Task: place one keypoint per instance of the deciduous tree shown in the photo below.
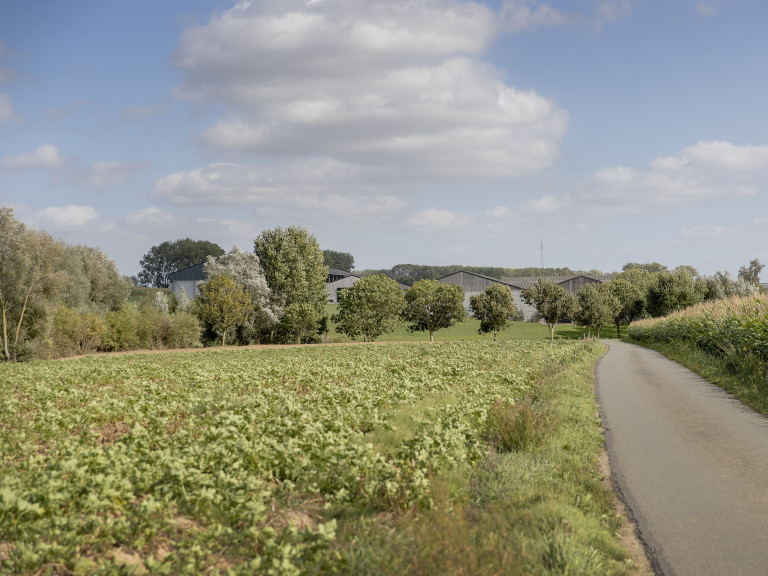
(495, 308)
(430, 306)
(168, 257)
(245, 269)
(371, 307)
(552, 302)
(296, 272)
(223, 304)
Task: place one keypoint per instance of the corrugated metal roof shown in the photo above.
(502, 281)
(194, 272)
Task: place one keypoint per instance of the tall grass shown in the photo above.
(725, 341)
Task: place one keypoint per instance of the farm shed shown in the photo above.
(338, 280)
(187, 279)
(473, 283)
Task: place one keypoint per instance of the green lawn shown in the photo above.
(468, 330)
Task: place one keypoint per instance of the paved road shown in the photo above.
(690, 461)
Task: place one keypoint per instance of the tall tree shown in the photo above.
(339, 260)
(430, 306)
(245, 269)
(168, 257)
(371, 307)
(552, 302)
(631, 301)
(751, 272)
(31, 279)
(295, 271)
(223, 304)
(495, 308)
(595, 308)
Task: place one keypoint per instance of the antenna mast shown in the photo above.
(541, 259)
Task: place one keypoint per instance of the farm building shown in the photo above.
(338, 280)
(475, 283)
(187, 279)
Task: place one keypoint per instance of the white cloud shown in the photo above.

□ □ □ □

> YOUR GOAL: Transcribe the full listing above exactly as it stands, minus the pictures.

> ANSWER:
Task: place one keypoint per instance of the deciduous tree shown in the photo below.
(495, 308)
(430, 306)
(168, 257)
(245, 269)
(371, 307)
(552, 302)
(296, 272)
(223, 304)
Task: place one keypoint per instance of the corrugated metal roof shown in the photo above.
(502, 281)
(194, 272)
Task: place one keypoint per instance of the tall grass shown in the photo above.
(725, 341)
Task: place one keypoint per instance of the farm shed shown in the photo above.
(338, 280)
(187, 279)
(473, 283)
Task: place one keypoint per instance of the green lawn shown in the photo above.
(468, 330)
Task: place one keypoint per instance of the paved road shown in the photo above.
(690, 461)
Task: place one keypoint per instance of the tall tree shown in the photo above.
(339, 260)
(430, 306)
(245, 269)
(168, 257)
(371, 307)
(552, 302)
(631, 301)
(751, 272)
(31, 279)
(295, 271)
(223, 304)
(495, 308)
(595, 308)
Task: place one keypoint per instance of the antenna mast shown in the photo above.
(541, 259)
Task: place one keypoint per instance of the farm building shown in the photo above.
(338, 280)
(475, 283)
(187, 279)
Task: place one keypoint per instance of the white cloud shown in the photo above.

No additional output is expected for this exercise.